> **DESCRIPTION OF THE TASK**: From the records below, transcribe only the lines running from the one with "target | monkey's long tail" through the one with "target | white sky background". Keep both of those end lines.

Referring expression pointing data
......

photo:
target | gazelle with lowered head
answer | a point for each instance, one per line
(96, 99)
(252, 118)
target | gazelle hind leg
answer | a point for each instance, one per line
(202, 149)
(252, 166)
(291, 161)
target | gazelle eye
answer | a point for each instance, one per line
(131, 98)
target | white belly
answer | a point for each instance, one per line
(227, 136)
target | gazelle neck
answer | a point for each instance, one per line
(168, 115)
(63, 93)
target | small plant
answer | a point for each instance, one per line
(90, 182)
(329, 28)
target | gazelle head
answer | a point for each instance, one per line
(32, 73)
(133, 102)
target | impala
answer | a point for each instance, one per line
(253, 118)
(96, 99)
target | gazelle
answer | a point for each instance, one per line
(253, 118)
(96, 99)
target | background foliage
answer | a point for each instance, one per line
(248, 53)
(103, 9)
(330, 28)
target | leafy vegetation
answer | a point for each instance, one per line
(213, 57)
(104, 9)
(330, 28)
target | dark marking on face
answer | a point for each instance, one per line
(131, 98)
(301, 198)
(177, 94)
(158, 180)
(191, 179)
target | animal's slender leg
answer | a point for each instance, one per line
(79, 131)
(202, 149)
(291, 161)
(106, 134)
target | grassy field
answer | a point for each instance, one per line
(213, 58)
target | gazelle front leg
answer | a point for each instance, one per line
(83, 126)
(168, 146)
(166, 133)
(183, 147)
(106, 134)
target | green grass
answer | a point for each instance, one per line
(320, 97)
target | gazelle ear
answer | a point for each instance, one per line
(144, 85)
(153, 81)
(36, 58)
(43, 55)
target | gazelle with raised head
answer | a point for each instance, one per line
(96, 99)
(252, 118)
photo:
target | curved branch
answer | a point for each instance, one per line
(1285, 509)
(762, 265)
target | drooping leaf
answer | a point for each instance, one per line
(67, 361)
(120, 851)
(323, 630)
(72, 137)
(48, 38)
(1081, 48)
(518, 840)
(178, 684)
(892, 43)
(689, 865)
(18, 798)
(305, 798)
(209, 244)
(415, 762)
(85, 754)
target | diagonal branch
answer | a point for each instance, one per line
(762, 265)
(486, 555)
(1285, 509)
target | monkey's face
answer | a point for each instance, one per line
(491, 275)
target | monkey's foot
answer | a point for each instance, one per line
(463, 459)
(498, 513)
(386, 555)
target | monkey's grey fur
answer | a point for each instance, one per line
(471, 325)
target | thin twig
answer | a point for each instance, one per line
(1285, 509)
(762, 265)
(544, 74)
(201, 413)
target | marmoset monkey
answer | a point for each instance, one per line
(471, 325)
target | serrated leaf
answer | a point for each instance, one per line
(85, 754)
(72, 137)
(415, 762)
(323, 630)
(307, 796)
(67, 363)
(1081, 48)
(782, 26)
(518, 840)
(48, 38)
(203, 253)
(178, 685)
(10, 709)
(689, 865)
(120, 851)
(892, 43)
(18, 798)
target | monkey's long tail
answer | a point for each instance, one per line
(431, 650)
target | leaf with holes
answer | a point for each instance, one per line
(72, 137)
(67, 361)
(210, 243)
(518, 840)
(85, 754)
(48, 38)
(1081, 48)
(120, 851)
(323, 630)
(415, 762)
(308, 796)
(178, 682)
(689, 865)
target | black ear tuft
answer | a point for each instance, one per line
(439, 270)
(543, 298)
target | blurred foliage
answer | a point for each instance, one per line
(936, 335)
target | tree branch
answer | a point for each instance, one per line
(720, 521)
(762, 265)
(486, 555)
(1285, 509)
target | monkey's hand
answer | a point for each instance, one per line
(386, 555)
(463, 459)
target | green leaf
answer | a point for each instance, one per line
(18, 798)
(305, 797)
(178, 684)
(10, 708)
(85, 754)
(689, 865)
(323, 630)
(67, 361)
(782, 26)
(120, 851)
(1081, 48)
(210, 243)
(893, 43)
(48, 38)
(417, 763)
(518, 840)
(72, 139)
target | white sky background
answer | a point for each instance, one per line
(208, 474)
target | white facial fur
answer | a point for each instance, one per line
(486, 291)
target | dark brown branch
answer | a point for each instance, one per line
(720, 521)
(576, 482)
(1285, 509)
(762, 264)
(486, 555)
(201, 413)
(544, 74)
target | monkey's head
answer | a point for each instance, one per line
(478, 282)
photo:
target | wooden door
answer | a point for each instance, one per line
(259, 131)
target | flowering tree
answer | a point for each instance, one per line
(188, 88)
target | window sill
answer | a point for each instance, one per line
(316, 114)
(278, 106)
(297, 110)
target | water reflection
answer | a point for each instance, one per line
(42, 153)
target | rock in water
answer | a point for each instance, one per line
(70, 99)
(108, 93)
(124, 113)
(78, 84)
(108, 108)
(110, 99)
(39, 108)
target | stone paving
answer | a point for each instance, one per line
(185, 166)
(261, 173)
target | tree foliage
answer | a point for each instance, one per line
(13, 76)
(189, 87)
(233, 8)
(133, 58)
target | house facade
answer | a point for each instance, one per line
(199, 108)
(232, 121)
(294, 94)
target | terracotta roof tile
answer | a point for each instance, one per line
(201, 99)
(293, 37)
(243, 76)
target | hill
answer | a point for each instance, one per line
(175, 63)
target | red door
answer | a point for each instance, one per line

......

> **WRITTEN RESPONSE**:
target | monkey's long tail
answer | a point for each instance, one per line
(431, 650)
target | leaf with holes
answer | a point for each instance, one per line
(72, 137)
(67, 361)
(210, 243)
(518, 840)
(85, 754)
(48, 38)
(1081, 48)
(120, 851)
(323, 630)
(415, 762)
(308, 796)
(178, 682)
(689, 865)
target | black ear tuft
answer | a point for each instance, one per line
(439, 270)
(543, 298)
target | blurred foliage
answer | a point for each instance, one per line
(936, 335)
target | tree branch
answer | a point for each instance, one per line
(720, 521)
(762, 265)
(486, 555)
(1285, 509)
target | monkey's hand
answer | a point for each instance, one per line
(386, 555)
(463, 459)
target | green leaf
answer | a point for each instance, one per line
(18, 798)
(305, 797)
(178, 684)
(10, 708)
(85, 754)
(689, 865)
(323, 630)
(67, 361)
(782, 26)
(120, 851)
(1081, 48)
(210, 243)
(893, 43)
(48, 38)
(417, 763)
(518, 840)
(72, 139)
target | white sky background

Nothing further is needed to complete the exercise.